== Reading text ==
Sutter Health Uninsured Pricing Cases

A class of uninsured patients treated at Sutter hospitals alleged that they were charged substantially more than patients with private or public insurance, and many times above the cost of providing their treatment. In December 2006, the Court granted final approval to a comprehensive and groundbreaking settlement of the action.

The settlement reduced charges historically and prospectively, bringing prices to the levels that other payors paid or will pay for the same treatment. The settlement also addressed gaps in charity care (free or reduced care for low-income uninsureds) and limited collections practices. The class received refunds or bill adjustments of between 25% and 45% off their prior hospital bills, at an estimated total value of $276 million. Through 2009, Sutter will maintain discounted pricing policies for uninsureds that will make Sutter's pricing for uninsureds comparable to or better than the pricing for patients with private insurance. In addition, the settlement requires Sutter to enhance its charity care policies and limit their collections practices that will protect uninsureds who fall behind in their payments.

Catholic Healthcare West Cases

A class of uninsured patients who received treatment at Catholic Healthcare West ("CHW") alleged that CHW charged excessive fees for treatment and services, at rates far higher than the rates charged to patients with private insurance or on Medicare.

The settlement approved in January 2007 reduced charges historically and prospectively, bringing prices to the levels that other payors paid or will pay for the same treatment. The settlement also addressed gaps in charity care (free or reduced care for low-income uninsureds) and limited collections practices. The class received refunds or bill adjustments of 35% off their bills from CHW, at a value of $423 million.

==Impact of the litigation==

"At a time when there is a national crisis of uninsured people vulnerable to financial devastation due to their lack of health insurance, it is unconscionable for any hospital or medical group to price gouge," said Kelly Dermody of Lieff Cabraser, the San Francisco law firm that spearheaded the class action lawsuits uninsured patients. For her work in the Sutter Health case, California Lawyer magazine awarded Ms. Dermody a California Lawyer Attorneys of the Year (CLAY) award.
===
## Task A
According to the hospital pricing text, why does the Sutter settlement require Sutter to limit its collections practices? Answer in one to three sentences.
## Task B
In the hospital pricing text, when was the Catholic Healthcare West settlement approved?
## Task C
Write out the hospital pricing text from "A class of uninsured patients who" to "of $423 million.".
== Extracted information ==
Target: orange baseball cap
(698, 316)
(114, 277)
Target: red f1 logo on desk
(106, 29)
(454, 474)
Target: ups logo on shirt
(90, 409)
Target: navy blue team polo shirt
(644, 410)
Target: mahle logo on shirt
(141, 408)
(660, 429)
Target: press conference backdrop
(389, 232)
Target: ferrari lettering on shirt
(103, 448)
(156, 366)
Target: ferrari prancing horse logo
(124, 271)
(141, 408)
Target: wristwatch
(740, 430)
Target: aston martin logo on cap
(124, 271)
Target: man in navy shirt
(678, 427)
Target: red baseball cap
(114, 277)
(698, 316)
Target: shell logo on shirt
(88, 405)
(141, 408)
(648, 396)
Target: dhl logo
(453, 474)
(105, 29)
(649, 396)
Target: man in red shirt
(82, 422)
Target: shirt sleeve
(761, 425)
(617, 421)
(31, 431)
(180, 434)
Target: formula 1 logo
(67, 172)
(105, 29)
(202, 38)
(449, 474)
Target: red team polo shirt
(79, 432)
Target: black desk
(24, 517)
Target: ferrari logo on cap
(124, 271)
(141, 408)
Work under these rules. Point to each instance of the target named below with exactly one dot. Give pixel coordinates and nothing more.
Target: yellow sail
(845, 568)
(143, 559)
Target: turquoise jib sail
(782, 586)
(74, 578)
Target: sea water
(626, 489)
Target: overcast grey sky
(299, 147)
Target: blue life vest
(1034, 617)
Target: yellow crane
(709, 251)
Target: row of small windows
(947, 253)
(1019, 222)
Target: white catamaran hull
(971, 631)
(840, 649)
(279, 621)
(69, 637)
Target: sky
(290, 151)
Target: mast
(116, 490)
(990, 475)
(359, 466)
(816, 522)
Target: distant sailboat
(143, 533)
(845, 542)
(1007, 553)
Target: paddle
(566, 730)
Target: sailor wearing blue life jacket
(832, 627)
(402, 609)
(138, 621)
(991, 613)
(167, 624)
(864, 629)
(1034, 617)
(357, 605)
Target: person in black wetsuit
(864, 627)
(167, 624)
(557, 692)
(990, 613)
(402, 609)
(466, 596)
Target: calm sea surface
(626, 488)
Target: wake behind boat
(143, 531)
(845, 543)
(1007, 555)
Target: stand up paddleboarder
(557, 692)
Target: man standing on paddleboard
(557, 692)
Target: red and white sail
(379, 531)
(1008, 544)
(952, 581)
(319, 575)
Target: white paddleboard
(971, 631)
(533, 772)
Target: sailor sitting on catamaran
===
## Task solution A
The Sutter settlement requires limits on collections practices to protect uninsured patients who fall behind in their payments.

## Task solution B
January 2007.

## Task solution C
A class of uninsured patients who received treatment at Catholic Healthcare West ("CHW") alleged that CHW charged excessive fees for treatment and services, at rates far higher than the rates charged to patients with private insurance or on Medicare.

The settlement approved in January 2007 reduced charges historically and prospectively, bringing prices to the levels that other payors paid or will pay for the same treatment. The settlement also addressed gaps in charity care (free or reduced care for low-income uninsureds) and limited collections practices. The class received refunds or bill adjustments of 35% off their bills from CHW, at a value of $423 million.